▶ AIM OF THE TASK: Repeat the stretch of the passage on social unrest in China from "I was down in" through "percolating in China." word for word.

Policemen watch a crowd that gathered outside a McDonald's restaurant after internet social networks called for a "Jasmine Revolution" protest in central Beijing on February 20, 2011.

Policemen watch a crowd that gathered outside a McDonald's restaurant after internet social networks called for a "Jasmine Revolution" protest in central Beijing on February 20, 2011. (David Gray/Courtesy Reuters)

I was down in Washington, D.C. last Friday to testify before the Economic and Security Review Commission on the roots of social unrest in China, a particularly timely session given everything that has been transpiring in the Middle East and percolating in China.

The gist of my remarks was that social unrest in China was less about any one issue—forced relocation, the environment, or corruption—than about the systemic weakness of the country’s governance structure. There are over 100,000 protests every year in China not because the pollution is terrible (which it is) but rather because there is a lack of transparency, official accountability and the rule of law that make it difficult for public grievances to be effectively addressed.

▶ DATA PROVIDED:
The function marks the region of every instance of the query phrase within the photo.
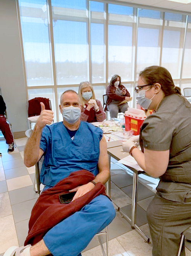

▶ TASK RESULT:
I was down in Washington, D.C. last Friday to testify before the Economic and Security Review Commission on the roots of social unrest in China, a particularly timely session given everything that has been transpiring in the Middle East and percolating in China.